— PROVIDED RECORDS —
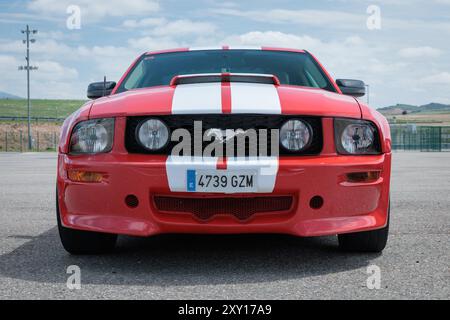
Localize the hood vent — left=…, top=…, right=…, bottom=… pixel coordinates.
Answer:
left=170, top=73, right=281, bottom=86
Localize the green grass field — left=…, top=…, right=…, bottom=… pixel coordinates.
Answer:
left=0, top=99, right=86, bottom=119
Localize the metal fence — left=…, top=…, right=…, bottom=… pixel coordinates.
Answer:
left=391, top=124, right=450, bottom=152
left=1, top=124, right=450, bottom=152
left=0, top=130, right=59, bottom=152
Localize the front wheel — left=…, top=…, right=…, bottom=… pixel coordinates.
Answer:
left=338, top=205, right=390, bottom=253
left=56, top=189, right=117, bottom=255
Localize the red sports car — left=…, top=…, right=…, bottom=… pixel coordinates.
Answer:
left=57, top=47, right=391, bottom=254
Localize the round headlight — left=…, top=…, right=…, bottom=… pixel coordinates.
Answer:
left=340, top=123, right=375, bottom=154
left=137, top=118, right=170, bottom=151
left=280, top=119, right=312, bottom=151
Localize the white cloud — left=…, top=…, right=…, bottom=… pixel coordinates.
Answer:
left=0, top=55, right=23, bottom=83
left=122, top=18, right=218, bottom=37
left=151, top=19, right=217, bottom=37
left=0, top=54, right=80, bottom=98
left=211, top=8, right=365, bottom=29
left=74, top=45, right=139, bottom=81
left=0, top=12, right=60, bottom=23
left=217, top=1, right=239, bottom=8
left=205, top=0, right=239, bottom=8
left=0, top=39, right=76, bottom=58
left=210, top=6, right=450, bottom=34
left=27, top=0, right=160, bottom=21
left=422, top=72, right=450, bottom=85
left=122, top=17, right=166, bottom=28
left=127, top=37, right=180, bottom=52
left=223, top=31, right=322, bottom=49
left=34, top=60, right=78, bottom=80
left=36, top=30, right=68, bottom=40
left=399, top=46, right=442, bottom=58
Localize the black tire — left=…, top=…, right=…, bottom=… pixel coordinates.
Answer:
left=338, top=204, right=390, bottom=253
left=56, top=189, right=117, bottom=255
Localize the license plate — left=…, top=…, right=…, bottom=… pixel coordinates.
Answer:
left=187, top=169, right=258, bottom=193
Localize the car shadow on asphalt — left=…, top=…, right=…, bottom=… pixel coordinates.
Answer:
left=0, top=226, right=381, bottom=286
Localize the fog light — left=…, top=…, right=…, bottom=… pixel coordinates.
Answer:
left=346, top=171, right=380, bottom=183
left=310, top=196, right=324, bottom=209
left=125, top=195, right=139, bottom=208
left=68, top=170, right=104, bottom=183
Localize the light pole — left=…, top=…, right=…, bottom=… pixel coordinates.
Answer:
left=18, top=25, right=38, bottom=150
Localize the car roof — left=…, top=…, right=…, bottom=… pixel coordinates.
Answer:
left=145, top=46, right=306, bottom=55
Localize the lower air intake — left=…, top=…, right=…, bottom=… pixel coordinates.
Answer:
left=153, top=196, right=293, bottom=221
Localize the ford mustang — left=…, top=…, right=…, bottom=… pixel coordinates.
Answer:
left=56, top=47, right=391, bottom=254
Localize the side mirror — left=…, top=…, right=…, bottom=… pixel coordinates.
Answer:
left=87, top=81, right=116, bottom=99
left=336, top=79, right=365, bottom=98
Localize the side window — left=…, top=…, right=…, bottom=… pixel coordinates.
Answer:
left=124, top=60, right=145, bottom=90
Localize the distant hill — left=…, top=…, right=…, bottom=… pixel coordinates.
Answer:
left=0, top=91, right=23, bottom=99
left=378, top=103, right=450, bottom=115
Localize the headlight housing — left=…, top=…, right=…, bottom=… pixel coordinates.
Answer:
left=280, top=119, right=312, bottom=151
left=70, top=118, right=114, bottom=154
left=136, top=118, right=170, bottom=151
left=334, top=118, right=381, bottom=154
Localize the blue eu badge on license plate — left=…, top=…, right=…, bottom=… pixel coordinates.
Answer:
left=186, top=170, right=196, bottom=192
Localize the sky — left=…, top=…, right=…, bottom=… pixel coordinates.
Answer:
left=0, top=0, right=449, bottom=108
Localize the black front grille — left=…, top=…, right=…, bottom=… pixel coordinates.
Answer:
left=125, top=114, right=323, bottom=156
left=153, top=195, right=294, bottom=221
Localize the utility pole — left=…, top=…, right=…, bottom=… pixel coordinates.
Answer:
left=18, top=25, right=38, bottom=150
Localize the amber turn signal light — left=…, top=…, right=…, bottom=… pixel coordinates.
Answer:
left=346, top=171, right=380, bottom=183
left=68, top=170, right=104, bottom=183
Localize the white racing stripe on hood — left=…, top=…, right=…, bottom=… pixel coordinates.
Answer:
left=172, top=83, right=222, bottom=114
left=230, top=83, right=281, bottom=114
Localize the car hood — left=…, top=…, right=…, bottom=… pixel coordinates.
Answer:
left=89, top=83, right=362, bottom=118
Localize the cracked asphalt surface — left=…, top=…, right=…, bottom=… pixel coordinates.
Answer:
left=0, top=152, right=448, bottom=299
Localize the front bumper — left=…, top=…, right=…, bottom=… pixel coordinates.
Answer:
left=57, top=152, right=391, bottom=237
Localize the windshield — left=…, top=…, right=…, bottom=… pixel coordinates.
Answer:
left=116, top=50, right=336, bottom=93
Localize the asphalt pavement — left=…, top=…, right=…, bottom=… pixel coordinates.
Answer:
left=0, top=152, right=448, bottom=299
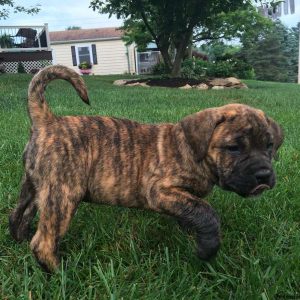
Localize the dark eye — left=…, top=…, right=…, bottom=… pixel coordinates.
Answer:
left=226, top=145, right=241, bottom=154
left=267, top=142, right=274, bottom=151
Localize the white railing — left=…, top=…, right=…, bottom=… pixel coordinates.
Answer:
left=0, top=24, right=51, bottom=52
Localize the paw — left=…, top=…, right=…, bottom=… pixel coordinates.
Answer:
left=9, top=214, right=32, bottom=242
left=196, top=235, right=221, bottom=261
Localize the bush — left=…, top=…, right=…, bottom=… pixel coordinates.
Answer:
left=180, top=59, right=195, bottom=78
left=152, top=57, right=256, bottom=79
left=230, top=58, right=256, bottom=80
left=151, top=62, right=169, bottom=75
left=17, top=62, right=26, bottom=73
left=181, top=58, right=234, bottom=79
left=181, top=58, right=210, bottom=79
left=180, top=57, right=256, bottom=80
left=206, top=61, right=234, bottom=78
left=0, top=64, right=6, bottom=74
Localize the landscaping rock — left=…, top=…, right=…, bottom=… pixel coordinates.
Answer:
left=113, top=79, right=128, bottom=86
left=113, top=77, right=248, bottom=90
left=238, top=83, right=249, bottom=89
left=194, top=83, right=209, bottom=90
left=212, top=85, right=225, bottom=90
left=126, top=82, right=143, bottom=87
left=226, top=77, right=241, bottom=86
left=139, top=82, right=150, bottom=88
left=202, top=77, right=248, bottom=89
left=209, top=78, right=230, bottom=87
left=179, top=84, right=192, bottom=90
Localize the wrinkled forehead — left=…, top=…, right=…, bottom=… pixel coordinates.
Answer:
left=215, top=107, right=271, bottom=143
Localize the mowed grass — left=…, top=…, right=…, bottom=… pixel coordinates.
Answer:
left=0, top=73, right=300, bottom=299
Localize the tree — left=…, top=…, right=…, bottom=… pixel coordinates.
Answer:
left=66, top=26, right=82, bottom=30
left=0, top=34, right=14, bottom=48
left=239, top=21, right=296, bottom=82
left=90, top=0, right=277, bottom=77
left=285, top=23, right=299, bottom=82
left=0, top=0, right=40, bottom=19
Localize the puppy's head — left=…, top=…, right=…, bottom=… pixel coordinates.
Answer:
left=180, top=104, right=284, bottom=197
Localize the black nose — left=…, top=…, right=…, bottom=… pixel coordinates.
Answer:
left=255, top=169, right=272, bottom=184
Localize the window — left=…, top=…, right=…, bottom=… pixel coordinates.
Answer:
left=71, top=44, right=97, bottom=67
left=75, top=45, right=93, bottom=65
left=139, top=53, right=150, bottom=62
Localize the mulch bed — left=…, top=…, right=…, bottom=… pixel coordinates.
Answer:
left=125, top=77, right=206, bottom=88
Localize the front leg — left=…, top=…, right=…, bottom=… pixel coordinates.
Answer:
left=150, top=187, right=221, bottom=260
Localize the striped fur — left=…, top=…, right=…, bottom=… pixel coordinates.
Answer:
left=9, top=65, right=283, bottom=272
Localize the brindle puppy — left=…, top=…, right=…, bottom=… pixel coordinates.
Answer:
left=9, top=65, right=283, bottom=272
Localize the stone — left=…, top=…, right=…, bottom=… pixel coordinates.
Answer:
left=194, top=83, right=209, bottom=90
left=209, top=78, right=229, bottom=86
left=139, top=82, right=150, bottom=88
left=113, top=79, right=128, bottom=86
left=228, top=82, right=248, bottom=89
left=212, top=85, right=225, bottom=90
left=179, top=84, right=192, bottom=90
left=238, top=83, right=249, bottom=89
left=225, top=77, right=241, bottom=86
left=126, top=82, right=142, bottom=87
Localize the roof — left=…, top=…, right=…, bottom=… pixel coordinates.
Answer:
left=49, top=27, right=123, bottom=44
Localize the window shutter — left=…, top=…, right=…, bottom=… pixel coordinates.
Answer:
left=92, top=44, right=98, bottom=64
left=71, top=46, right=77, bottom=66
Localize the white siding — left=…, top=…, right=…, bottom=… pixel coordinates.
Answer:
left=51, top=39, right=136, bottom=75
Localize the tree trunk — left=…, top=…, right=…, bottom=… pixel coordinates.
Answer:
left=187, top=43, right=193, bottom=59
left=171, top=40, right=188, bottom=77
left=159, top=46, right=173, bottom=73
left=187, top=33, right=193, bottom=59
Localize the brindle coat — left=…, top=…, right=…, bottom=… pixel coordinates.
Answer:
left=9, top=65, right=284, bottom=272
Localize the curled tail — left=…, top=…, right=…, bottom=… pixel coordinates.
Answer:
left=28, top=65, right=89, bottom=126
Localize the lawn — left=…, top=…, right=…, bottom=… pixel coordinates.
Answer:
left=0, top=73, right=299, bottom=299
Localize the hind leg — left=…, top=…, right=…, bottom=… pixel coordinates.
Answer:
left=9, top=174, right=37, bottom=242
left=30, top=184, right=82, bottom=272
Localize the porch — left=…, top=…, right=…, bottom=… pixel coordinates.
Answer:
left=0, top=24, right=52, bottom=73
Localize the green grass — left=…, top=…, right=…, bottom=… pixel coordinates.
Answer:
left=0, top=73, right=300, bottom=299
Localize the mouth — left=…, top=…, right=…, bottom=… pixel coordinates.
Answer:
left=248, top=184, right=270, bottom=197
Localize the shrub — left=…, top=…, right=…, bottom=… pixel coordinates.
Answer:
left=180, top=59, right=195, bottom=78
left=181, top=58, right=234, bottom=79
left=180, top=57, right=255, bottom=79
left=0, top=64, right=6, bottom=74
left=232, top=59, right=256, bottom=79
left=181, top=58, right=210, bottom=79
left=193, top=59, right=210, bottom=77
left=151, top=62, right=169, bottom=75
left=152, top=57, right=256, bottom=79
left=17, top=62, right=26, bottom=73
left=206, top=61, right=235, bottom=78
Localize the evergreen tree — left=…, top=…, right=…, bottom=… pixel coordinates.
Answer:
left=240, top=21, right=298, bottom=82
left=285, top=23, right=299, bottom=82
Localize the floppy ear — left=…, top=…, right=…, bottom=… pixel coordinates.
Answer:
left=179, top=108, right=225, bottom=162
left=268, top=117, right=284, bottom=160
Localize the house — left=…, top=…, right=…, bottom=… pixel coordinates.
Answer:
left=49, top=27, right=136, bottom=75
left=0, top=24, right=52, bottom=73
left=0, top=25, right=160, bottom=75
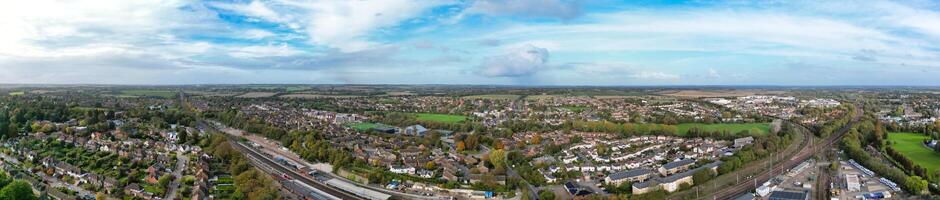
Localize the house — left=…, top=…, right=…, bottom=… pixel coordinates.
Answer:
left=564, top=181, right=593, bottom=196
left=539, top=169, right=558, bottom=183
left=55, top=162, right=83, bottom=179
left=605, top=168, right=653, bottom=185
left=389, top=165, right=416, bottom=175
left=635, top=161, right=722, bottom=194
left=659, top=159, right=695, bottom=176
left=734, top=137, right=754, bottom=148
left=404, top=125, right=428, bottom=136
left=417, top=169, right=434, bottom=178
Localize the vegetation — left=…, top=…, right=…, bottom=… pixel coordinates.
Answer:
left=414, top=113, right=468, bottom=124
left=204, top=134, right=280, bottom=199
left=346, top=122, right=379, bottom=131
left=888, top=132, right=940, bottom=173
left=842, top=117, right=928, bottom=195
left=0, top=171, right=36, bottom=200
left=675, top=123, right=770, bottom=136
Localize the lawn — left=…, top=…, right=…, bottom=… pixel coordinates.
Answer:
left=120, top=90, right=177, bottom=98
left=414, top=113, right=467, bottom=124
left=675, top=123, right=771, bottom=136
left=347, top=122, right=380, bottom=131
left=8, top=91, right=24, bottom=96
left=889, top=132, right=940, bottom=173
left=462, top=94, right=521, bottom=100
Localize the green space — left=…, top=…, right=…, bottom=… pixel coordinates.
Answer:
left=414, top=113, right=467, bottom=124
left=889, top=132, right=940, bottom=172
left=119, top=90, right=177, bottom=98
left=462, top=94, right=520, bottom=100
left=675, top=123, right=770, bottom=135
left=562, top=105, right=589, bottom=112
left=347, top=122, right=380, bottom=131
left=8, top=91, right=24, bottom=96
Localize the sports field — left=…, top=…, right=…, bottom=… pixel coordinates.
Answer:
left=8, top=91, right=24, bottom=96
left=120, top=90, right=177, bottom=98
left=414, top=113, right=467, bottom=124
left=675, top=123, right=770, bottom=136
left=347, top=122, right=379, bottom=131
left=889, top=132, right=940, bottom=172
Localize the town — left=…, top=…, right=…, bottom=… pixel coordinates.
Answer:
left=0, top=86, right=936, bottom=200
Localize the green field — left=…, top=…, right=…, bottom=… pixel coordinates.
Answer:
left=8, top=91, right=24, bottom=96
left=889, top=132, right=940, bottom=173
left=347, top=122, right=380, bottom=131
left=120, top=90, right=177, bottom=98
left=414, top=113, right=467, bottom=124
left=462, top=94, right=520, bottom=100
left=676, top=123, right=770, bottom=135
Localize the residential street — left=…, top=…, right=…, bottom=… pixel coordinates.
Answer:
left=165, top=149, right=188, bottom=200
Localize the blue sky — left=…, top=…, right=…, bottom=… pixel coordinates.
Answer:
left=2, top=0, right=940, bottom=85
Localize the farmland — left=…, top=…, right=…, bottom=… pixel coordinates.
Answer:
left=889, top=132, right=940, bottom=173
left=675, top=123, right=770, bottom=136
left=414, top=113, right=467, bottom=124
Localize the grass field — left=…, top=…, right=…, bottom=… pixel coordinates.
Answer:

— TASK PROMPT —
Lines in the data that include the word "field" should all be copied.

— SOLUTION BELOW —
Localize the green grass field — left=…, top=…, right=…, bottom=… pixel coordinates.
Localize the sports field — left=…, top=…, right=…, bottom=… pixel coordinates.
Localize the green field — left=…, top=…, right=…, bottom=… pixel coordinates.
Localize the grass field — left=…, top=…, right=…, bottom=… pixel coordinates.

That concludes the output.